Task instructions
Render the lines below as a JSON list of strings, with one string per line and blank lines omitted.

Records for the task
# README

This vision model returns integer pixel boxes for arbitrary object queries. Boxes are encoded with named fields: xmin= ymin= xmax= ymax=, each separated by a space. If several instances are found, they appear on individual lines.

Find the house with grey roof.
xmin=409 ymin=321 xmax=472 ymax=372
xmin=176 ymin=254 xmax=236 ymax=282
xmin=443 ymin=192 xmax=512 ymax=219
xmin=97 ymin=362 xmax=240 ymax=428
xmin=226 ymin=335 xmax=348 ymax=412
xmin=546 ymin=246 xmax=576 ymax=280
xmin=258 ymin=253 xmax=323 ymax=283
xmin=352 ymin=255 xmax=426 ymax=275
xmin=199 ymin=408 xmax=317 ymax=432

Solution below
[
  "# README",
  "This vision model returns integer pixel boxes for arbitrary object queries. Boxes are encoded with named fields: xmin= ymin= xmax= ymax=, each separated by a space. If several instances are found, they appear on individual lines.",
  "Find the house with grey roof.",
  "xmin=409 ymin=321 xmax=472 ymax=372",
  "xmin=176 ymin=254 xmax=236 ymax=282",
  "xmin=443 ymin=192 xmax=512 ymax=219",
  "xmin=97 ymin=362 xmax=240 ymax=428",
  "xmin=226 ymin=335 xmax=348 ymax=412",
  "xmin=546 ymin=246 xmax=576 ymax=280",
  "xmin=258 ymin=253 xmax=323 ymax=283",
  "xmin=352 ymin=255 xmax=426 ymax=275",
  "xmin=199 ymin=408 xmax=317 ymax=432"
]